Object position labeling entries
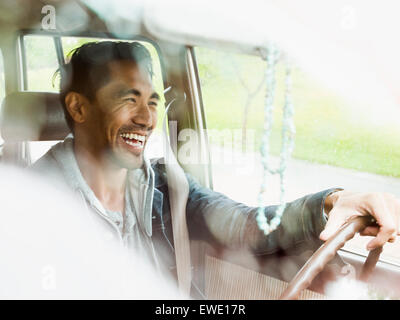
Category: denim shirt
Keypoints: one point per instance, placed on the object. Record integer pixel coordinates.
(220, 221)
(227, 224)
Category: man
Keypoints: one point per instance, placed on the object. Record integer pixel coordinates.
(111, 107)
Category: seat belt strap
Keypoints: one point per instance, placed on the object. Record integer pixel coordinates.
(178, 190)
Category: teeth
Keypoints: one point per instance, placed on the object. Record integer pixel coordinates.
(133, 136)
(133, 144)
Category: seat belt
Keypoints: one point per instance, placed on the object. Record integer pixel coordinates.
(178, 191)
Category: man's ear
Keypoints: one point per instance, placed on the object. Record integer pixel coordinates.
(77, 106)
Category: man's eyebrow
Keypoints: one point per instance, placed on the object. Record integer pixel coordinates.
(126, 92)
(155, 95)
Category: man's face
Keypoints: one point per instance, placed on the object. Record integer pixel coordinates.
(123, 115)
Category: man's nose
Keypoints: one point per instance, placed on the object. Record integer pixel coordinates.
(143, 116)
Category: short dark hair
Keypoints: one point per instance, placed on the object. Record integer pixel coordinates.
(87, 71)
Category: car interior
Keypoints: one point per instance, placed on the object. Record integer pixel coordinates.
(30, 117)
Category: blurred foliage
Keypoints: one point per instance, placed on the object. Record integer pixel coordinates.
(328, 129)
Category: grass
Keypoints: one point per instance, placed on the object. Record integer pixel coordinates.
(328, 129)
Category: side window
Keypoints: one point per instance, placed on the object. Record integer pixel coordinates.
(42, 64)
(2, 91)
(338, 143)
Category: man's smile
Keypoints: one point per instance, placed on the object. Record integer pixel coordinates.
(133, 141)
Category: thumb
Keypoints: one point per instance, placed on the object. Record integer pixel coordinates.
(335, 220)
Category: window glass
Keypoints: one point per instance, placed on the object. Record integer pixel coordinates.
(42, 65)
(2, 90)
(337, 144)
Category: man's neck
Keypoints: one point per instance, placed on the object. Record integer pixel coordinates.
(106, 180)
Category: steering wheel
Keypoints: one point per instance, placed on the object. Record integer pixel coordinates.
(326, 252)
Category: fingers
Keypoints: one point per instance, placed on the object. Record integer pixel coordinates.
(386, 215)
(337, 217)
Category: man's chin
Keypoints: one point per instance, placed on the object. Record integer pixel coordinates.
(129, 160)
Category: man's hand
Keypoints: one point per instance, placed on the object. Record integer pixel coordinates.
(384, 207)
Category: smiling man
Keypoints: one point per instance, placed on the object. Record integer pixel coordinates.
(111, 107)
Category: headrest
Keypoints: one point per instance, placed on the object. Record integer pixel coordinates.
(32, 116)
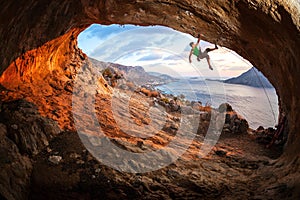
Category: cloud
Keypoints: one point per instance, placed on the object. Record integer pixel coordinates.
(156, 48)
(151, 57)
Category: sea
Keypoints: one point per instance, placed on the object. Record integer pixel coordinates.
(259, 106)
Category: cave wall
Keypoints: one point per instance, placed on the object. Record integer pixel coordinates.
(34, 34)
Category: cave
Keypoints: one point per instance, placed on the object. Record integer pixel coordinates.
(39, 57)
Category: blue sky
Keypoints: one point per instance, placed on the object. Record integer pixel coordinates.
(158, 49)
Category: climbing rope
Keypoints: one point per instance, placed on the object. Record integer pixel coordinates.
(247, 63)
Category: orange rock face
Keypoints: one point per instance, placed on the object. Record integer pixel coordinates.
(39, 56)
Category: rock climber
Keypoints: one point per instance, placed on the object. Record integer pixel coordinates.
(200, 55)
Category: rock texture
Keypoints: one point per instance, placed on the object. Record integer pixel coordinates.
(38, 40)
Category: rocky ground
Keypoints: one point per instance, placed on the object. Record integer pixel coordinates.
(43, 156)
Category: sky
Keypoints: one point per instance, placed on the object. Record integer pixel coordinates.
(157, 49)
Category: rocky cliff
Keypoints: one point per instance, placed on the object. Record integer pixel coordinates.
(39, 59)
(252, 77)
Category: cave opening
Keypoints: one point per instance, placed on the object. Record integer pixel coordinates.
(163, 51)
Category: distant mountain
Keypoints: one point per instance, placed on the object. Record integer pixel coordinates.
(252, 77)
(165, 77)
(135, 74)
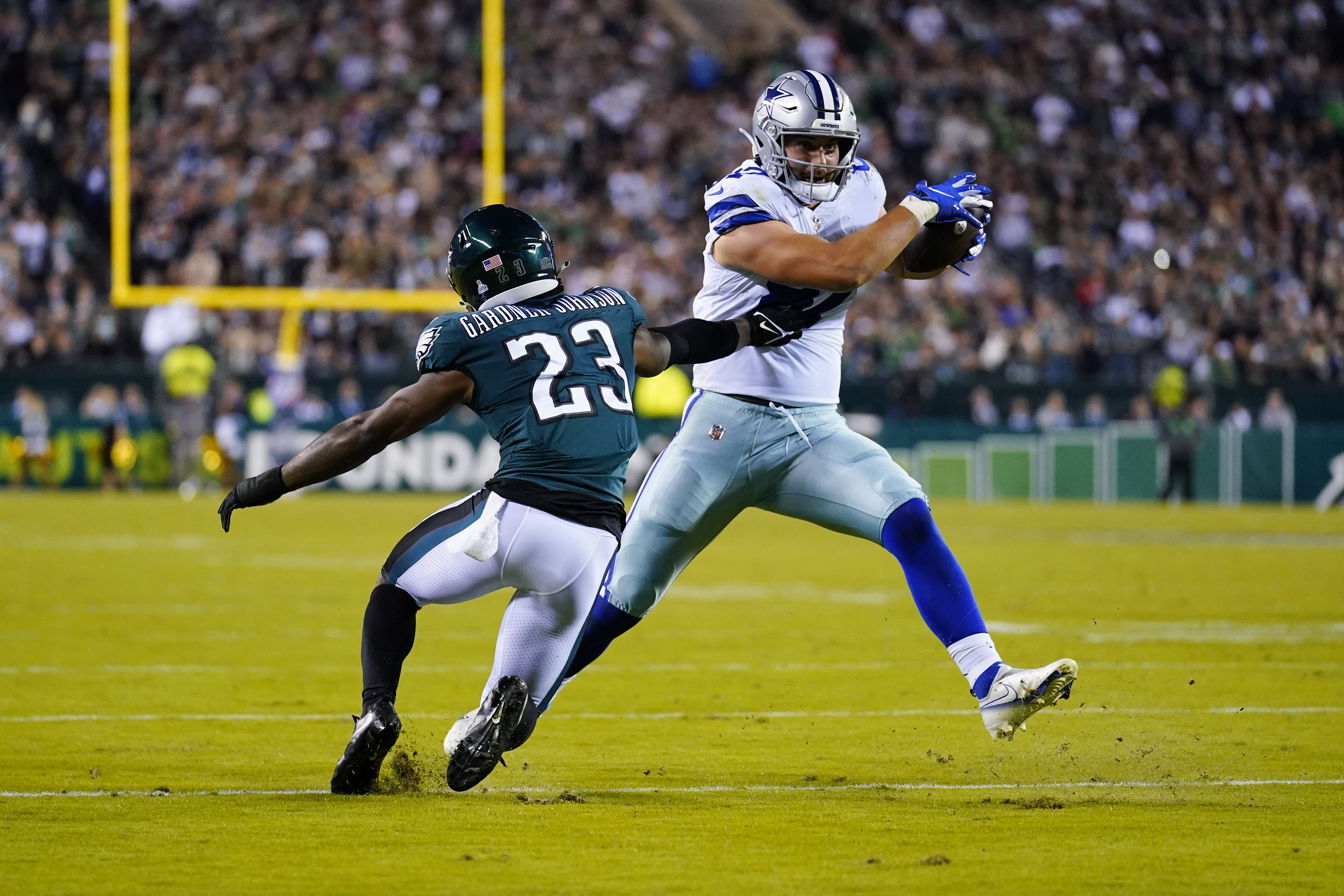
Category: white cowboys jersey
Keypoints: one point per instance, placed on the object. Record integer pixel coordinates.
(806, 371)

Work to be completed:
Starting at the line containing "Category: white cowboys jersey" and running through the end of the entries, repeat those lines with "jersey" renamed to "shirt" and nothing else altered.

Problem solution:
Category: white cowboys shirt
Keypoints: one point per instance, placed on the object. Record integer pixel coordinates.
(806, 371)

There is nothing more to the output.